Problem details
Copy each line of the records below word for word, keeping every character and line break unchanged.

_____

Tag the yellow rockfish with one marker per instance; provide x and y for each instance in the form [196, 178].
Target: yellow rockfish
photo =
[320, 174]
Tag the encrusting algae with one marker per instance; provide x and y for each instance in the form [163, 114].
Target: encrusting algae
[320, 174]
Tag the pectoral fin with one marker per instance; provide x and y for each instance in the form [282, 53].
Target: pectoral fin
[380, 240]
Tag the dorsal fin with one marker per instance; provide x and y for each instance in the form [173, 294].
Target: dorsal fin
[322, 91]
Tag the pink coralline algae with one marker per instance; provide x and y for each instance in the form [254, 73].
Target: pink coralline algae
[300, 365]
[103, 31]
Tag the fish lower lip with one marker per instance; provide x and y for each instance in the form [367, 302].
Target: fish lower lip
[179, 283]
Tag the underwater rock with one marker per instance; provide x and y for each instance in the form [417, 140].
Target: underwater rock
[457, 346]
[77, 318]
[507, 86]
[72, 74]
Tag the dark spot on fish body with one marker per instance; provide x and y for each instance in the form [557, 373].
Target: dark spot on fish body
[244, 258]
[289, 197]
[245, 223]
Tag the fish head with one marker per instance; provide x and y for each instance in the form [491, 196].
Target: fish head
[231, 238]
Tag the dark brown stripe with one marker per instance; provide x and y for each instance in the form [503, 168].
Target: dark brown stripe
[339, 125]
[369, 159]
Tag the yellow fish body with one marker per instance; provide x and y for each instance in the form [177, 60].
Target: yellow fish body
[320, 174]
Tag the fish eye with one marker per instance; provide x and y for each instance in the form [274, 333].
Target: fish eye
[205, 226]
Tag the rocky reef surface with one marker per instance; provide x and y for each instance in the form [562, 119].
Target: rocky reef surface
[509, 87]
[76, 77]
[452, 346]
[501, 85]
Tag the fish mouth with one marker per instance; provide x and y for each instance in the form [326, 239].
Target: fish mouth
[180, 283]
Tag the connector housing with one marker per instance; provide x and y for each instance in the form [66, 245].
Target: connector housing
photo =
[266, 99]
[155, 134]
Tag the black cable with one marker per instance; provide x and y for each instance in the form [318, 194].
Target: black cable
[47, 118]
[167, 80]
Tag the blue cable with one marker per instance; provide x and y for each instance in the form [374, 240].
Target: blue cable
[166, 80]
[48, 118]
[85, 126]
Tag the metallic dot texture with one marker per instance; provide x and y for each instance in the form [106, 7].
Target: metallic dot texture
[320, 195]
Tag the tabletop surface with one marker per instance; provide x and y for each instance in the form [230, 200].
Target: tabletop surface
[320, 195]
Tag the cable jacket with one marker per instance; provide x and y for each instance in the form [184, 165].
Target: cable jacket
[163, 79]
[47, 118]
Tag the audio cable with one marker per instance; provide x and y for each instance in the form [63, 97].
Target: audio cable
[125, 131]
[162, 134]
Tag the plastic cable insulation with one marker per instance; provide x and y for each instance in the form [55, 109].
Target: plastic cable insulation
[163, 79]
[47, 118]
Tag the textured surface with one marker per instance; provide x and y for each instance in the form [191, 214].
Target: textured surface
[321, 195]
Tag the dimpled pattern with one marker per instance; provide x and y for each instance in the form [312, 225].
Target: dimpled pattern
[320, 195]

_____

Final answer
Tag the yellow rockfish with one marker per instance; provide x and y for each instance in the form [196, 178].
Target: yellow rockfish
photo =
[320, 174]
Tag the encrusting algae with one marker per instance; provide x and y for each instance in the form [163, 114].
Target: encrusting algae
[320, 174]
Tag the pectoral fin with one marker per instance; provide x and y for each instance in the form [282, 53].
Target: pectoral fin
[380, 240]
Tag the dorsal fin with one marker per instance; provide x and y for each instance in the form [173, 294].
Target: dorsal fin
[322, 91]
Tag the pink coralline algae with one marker per instance; provide x and y for each instance in the form [254, 73].
Target: pink coralline algae
[300, 365]
[103, 31]
Tag the fish lower lip with one marker per instance; provide x and y for each instance in the form [367, 302].
Target: fish lower lip
[179, 283]
Tag the underwater rock with one marker per instance; provide x and y for each instance in the form [417, 140].
Target: underwater rock
[457, 346]
[77, 318]
[507, 86]
[72, 74]
Tag the dark spot on fish body with one marker per instance; provide x and y for each instance in the form [557, 373].
Target: dark spot on fish body
[244, 258]
[289, 197]
[245, 223]
Tag the fish head with one marker per instance; provide x and y for each instance in the form [491, 196].
Target: fish head
[231, 238]
Tag the dark brown stripe with one marker per instance; provide x and y for each instance in the form [503, 168].
Target: dark brown stripe
[339, 125]
[369, 159]
Tag the yellow fish body with one marker per instance; provide x and y for each instance in the form [177, 60].
Target: yellow fish body
[320, 174]
Tag the fish eye with one marker per instance; provide x and y for each instance in the form [274, 333].
Target: fish eye
[205, 226]
Tag the rocky reef surface with one marker per instance; provide x and y for each instance in the form [562, 119].
Target: rocky reef surface
[509, 87]
[76, 77]
[452, 346]
[501, 85]
Tag the fish mouth with one marker per instance; provide x and y for each instance in the form [326, 239].
Target: fish mouth
[180, 283]
Tag the connector housing with one marker per instance; provide x and y for each instance in the form [66, 245].
Target: connector housing
photo =
[266, 99]
[155, 134]
Tag the black cable with one marker per instance; provide x and y for each instance in the form [318, 194].
Target: black cable
[47, 118]
[167, 80]
Tag the blue cable with one marker per instance; provide x and y for each instance in the form [374, 240].
Target: blue cable
[166, 80]
[48, 118]
[85, 126]
Tag the metallic dot texture with one marker per instance; provide x and y for each instance in the form [106, 7].
Target: metallic dot texture
[320, 195]
Tag the tabletop surface with one marker per instance; provide x and y for each instance in the form [230, 200].
Target: tabletop surface
[320, 195]
Tag the cable jacket with one marker per instance; provide x and y for each instance in the form [184, 165].
Target: cable jacket
[163, 79]
[47, 118]
Tag the audio cable with one marker per instance; provide x and y for each instance in the form [63, 97].
Target: audio cable
[125, 131]
[162, 134]
Tag the plastic cable insulation with one marker per instance; provide x and y for each instance in the form [55, 109].
Target: plastic cable insulation
[163, 79]
[47, 118]
Tag the textured surface with one marker per instance; provide x and y for each instance in the form [191, 214].
Target: textured surface
[321, 195]
Tag the dimpled pattern with one marker per instance; provide x and y for each instance in the form [312, 225].
Target: dimpled pattern
[320, 195]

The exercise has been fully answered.